De aquellos tiempos infantiles de convivencia con mi abuelo, uno de los recuerdos que más vivamente guardo es la visita que hicimos a Noblejas, villa toledana y primer lugar de trabajo de mi tío Fermín, y de su hermano Rafael después, en calidad de médicos rurales. Un viaje que hicimos precisamente para visitar a mi tío Rafael y a su esposa, Juana, en «coche de línea», como entonces se llamaba a los autobuses interurbanos.
En Noblejas nos recibieron Rafael y su mujer, en la plaza del pueblo, expresando gran alborozo al vernos, y con ellos nos fuimos a su casa, que recuerdo muy sencilla, con un pequeño jardín muy bien cuidado. A mi abuelo y a mí nos alojaron en una habitación con una sola cama estrecha, de manera que para que cupiéramos los dos con mayor holgura pusieron un banco en un lado y unos almohadones como extensión del colchón; sin ningún problema, por lo demás, pues abuelo y nieto dormíamos como benditos.
Estando en Noblejas fuimos invitados a la «Grand House», una mansión de la familia de Felisa Escobar —casada con mi tío Fermín—, donde coincidí con algunos chicos de mi edad, de nueve o diez años, que pronto hicimos rancho aparte. Y entre las dedicaciones del caso, nos subimos a una inmensa morera situada en medio del gran patio-jardín, que se hallaba repleta de moras blancas, de tanta dulzura, que di cumplida cuenta de una buena cantidad de ellas.
Cuando terminó la fiesta, mi abuelo y yo nos volvimos a la casa de Rafael y Juana para dormir tranquilamente, sin cenar. Y así empezó la noche, calmosa, hasta que en un momento dado, según me contaron después, desperté dando grandes alaridos, sin duda por la fuerte intoxicación que me habían producido las moras; porque al no estar del todo maduras, se ve que contenían alguna toxina de efectos alucinatorios.
Recapacitando después las sensaciones que tuve, las relaciono con el célebre ácido lisérgico, el LSD: estuve tres días «viajando» por paisajes absolutamente fantásticos, y con manifestaciones que luego entendí casi como sobrenaturales; algo parecido a lo que dicen quienes precisamente han ingerido el mentado ácido psicodélico.
En medio del episodio, trataron de calmarme en los momentos culminantes de los ataques, que se sucedían dos o tres veces al día, con fortísima intensidad; hasta el punto de que, en las tres jornadas que duró el trance, hubieron de atarme a la cama para que no sufriera algún percance.
De cuando ya estaba algo mejor, desde mi habitación oí a mi padre que hablaba por el teléfono del pasillo con algún colega, al que preguntaba si sabía de alguna literatura científica relacionada con la intoxicación por moras. Pero no se encontró nada, y el tema se solventó, como tantas cosas, con el paso del tiempo. Aunque a ciencia cierta no sé si aquello me dejó algún rastro en el cerebro... para bien o para mal.
Mi abuelo murió en 1963, cuando ya había cumplido los noventa y cinco años; una longevidad atribuible a la sobria dieta alimenticia que siempre observó. Era un hombre que comía poco, siempre consciente de la bondad de los alimentos, que degustaba con fruición, siguiendo el consejo de don Quijote a Sancho:
Come poco, y cena más poco, que la salud de todo el cuerpo se fragua en la oficina del estómago.

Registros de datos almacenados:
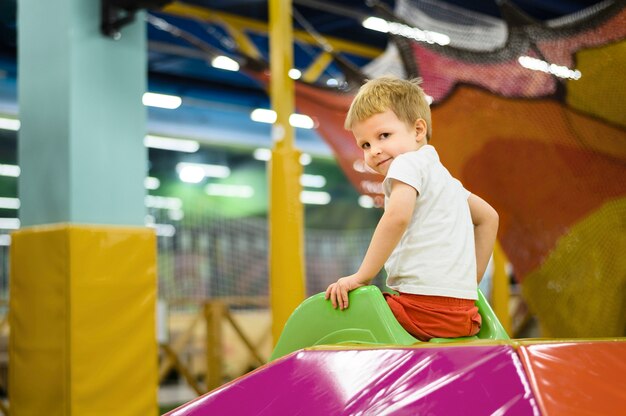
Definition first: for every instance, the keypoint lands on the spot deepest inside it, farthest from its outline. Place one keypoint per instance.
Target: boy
(434, 238)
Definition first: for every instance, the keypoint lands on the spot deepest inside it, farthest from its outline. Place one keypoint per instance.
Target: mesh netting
(530, 116)
(210, 255)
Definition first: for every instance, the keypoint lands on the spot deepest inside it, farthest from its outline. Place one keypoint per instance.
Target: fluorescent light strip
(164, 230)
(9, 203)
(266, 154)
(151, 183)
(262, 154)
(315, 197)
(312, 181)
(381, 25)
(366, 201)
(10, 170)
(211, 171)
(225, 63)
(9, 223)
(163, 202)
(170, 102)
(170, 143)
(263, 115)
(543, 66)
(295, 73)
(233, 191)
(9, 124)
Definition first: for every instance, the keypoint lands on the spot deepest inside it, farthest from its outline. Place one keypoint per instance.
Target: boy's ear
(421, 129)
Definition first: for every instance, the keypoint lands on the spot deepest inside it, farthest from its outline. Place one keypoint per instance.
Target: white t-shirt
(436, 254)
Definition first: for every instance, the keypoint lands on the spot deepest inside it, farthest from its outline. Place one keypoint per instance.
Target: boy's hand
(338, 292)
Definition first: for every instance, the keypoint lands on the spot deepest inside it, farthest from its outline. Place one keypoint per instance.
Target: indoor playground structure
(360, 361)
(547, 148)
(528, 113)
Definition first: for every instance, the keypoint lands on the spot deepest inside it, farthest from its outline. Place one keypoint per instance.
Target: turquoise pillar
(83, 265)
(81, 141)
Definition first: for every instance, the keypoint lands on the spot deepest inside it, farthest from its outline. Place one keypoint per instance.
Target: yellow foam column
(287, 288)
(80, 300)
(501, 292)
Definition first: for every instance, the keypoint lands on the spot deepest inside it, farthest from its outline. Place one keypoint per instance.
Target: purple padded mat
(445, 380)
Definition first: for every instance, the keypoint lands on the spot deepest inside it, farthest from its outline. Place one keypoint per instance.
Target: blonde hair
(405, 98)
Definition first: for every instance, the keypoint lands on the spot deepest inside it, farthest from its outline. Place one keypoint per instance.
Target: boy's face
(383, 136)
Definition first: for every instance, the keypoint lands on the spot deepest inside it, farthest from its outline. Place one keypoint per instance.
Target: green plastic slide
(368, 320)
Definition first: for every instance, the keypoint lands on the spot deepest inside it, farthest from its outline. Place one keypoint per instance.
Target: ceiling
(184, 36)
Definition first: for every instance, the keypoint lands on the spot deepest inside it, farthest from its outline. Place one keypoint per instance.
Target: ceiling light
(191, 174)
(314, 197)
(212, 171)
(164, 230)
(305, 159)
(9, 223)
(224, 62)
(366, 201)
(262, 154)
(543, 66)
(9, 124)
(151, 183)
(233, 191)
(170, 143)
(381, 25)
(9, 203)
(170, 102)
(302, 121)
(10, 170)
(163, 202)
(263, 115)
(313, 181)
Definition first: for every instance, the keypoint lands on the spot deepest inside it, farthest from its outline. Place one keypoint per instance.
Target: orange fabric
(427, 317)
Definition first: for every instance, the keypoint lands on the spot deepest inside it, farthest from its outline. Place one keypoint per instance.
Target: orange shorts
(427, 317)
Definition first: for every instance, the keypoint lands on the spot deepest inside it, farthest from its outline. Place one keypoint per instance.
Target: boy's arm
(389, 231)
(485, 220)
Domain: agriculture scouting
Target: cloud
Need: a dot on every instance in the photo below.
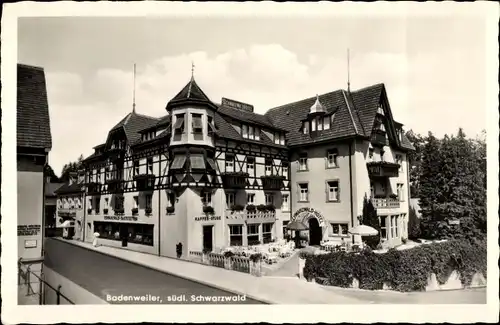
(84, 108)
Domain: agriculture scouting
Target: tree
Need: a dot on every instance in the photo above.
(70, 168)
(370, 218)
(415, 161)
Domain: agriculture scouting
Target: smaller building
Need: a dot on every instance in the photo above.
(70, 207)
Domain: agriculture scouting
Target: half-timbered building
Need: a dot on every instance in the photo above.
(209, 175)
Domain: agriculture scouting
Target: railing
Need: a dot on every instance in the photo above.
(385, 203)
(234, 263)
(26, 277)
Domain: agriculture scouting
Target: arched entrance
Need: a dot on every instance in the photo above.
(315, 233)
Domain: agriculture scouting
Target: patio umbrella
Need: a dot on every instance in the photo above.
(297, 226)
(363, 230)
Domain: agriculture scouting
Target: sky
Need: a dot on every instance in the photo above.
(433, 67)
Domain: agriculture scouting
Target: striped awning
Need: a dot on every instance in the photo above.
(179, 161)
(197, 161)
(179, 123)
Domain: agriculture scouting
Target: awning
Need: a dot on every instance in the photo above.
(179, 161)
(197, 161)
(211, 163)
(179, 123)
(68, 224)
(197, 123)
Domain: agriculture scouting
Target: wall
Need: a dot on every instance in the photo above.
(316, 176)
(30, 208)
(70, 289)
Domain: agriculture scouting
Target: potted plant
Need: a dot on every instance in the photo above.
(208, 209)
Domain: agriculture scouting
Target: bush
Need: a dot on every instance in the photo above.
(404, 270)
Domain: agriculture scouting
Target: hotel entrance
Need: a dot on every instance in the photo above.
(208, 238)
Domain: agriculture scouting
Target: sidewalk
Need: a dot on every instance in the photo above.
(274, 290)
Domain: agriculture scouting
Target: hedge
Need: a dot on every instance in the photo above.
(402, 270)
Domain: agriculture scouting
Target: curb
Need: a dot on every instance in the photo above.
(265, 301)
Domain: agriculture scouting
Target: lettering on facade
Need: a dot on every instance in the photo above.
(28, 230)
(237, 105)
(303, 214)
(207, 218)
(120, 218)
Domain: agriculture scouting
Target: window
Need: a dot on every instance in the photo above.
(268, 167)
(332, 158)
(333, 191)
(267, 232)
(235, 235)
(303, 192)
(196, 123)
(401, 192)
(179, 124)
(136, 167)
(339, 229)
(284, 203)
(229, 163)
(399, 160)
(253, 234)
(326, 123)
(229, 200)
(97, 204)
(138, 233)
(250, 165)
(206, 198)
(303, 162)
(284, 168)
(383, 227)
(269, 199)
(149, 164)
(305, 127)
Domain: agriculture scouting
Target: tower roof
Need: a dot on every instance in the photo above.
(190, 94)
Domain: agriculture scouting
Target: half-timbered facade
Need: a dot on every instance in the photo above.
(209, 175)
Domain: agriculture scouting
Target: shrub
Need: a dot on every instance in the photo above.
(402, 270)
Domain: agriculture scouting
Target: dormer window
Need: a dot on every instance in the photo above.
(179, 124)
(196, 123)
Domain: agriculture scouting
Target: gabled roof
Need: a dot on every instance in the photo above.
(290, 117)
(33, 121)
(191, 93)
(133, 123)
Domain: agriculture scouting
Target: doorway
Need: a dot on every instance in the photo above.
(208, 238)
(315, 233)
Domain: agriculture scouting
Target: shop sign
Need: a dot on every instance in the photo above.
(121, 218)
(304, 213)
(28, 230)
(207, 218)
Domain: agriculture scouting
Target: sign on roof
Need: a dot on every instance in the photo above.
(238, 105)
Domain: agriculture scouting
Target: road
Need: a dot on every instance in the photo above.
(104, 275)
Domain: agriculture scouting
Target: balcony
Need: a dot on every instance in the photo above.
(379, 138)
(272, 182)
(385, 203)
(93, 188)
(115, 185)
(383, 169)
(234, 180)
(145, 182)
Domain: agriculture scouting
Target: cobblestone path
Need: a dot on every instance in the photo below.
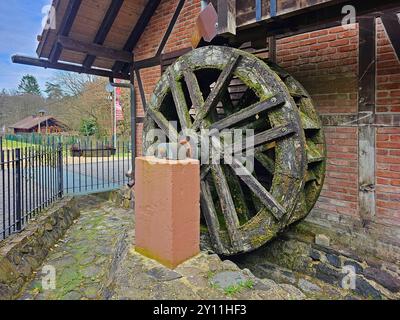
(82, 259)
(96, 260)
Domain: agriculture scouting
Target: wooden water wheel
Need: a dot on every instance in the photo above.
(244, 211)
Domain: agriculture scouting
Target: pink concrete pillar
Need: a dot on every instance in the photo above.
(167, 209)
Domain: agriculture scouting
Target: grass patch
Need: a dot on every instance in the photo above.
(234, 289)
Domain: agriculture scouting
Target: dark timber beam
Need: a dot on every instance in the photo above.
(227, 17)
(94, 49)
(167, 33)
(366, 118)
(138, 30)
(171, 26)
(66, 67)
(391, 23)
(105, 28)
(65, 28)
(308, 20)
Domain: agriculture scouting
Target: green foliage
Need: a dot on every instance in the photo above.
(29, 85)
(89, 127)
(234, 289)
(54, 91)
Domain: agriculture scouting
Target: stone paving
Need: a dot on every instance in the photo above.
(96, 260)
(82, 259)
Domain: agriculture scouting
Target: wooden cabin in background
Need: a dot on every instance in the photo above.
(39, 124)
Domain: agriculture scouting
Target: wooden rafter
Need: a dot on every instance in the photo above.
(67, 67)
(391, 23)
(138, 30)
(65, 28)
(105, 28)
(94, 49)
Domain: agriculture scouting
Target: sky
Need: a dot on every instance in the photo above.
(20, 23)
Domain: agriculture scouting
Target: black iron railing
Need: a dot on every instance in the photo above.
(30, 180)
(35, 172)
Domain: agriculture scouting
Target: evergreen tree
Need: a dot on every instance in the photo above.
(54, 91)
(29, 85)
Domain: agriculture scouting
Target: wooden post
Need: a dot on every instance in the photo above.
(366, 117)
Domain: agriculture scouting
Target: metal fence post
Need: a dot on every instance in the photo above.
(60, 171)
(1, 154)
(18, 196)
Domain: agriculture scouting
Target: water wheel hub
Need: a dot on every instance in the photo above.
(225, 89)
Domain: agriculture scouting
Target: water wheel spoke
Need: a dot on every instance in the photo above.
(265, 161)
(313, 153)
(163, 124)
(193, 86)
(205, 169)
(239, 199)
(265, 137)
(248, 112)
(210, 215)
(247, 96)
(308, 123)
(254, 185)
(227, 205)
(180, 102)
(227, 103)
(218, 90)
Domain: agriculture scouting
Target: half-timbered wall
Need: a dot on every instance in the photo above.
(327, 63)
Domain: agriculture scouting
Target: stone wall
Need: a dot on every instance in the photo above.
(23, 253)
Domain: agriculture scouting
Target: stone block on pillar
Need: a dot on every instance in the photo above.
(167, 209)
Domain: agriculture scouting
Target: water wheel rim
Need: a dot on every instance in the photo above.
(290, 155)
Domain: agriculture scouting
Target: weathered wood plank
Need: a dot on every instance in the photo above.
(180, 102)
(210, 215)
(227, 17)
(265, 197)
(216, 93)
(248, 112)
(193, 86)
(366, 112)
(163, 124)
(264, 137)
(227, 205)
(391, 23)
(94, 49)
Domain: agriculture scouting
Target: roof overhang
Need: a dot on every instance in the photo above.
(93, 37)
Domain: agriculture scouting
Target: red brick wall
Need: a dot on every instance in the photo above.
(150, 41)
(326, 63)
(388, 137)
(388, 175)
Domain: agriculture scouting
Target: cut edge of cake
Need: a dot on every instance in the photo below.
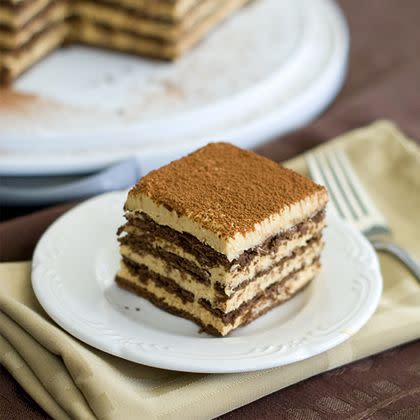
(183, 274)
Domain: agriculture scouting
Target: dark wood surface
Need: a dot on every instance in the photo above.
(383, 82)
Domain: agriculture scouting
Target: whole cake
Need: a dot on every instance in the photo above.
(30, 29)
(221, 236)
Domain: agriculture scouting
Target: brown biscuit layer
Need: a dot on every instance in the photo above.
(144, 275)
(28, 45)
(248, 314)
(160, 303)
(142, 247)
(206, 255)
(225, 189)
(269, 293)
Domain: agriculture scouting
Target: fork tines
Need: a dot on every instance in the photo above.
(331, 168)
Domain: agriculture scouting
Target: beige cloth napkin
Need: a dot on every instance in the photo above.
(70, 379)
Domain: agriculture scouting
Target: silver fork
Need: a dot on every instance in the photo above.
(349, 199)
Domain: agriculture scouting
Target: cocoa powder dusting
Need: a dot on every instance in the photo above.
(225, 189)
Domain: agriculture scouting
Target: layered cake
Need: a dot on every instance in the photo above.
(221, 236)
(30, 29)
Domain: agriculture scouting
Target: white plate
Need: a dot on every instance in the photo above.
(73, 278)
(270, 69)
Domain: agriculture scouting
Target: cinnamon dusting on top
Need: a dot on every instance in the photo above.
(225, 189)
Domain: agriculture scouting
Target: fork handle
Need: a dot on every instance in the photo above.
(399, 253)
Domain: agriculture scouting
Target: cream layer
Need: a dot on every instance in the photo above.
(88, 32)
(16, 19)
(158, 8)
(118, 18)
(208, 292)
(290, 287)
(232, 247)
(57, 13)
(232, 278)
(18, 61)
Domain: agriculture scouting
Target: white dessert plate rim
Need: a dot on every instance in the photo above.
(76, 259)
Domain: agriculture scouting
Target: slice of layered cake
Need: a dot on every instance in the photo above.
(30, 29)
(221, 236)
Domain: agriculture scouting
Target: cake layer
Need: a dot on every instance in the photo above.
(225, 280)
(204, 194)
(19, 12)
(16, 16)
(15, 62)
(168, 9)
(131, 22)
(54, 13)
(89, 32)
(187, 246)
(211, 320)
(246, 291)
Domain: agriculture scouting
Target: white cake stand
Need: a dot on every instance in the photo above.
(271, 68)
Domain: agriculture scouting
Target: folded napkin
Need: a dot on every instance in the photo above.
(70, 379)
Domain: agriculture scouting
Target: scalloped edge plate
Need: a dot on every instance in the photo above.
(72, 275)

**Tareas pendientes**
a) Según el fragmento, ¿en qué año murió el abuelo y qué edad tenía entonces?
b) Extrae del fragmento el texto que empieza con «Cuando terminó la» y sigue hasta «de efectos alucinatorios.».

**Tareas resueltas**
a) Murió en 1963, con noventa y cinco años ya cumplidos.

b)
Cuando terminó la fiesta, mi abuelo y yo nos volvimos a la casa de Rafael y Juana para dormir tranquilamente, sin cenar. Y así empezó la noche, calmosa, hasta que en un momento dado, según me contaron después, desperté dando grandes alaridos, sin duda por la fuerte intoxicación que me habían producido las moras; porque al no estar del todo maduras, se ve que contenían alguna toxina de efectos alucinatorios.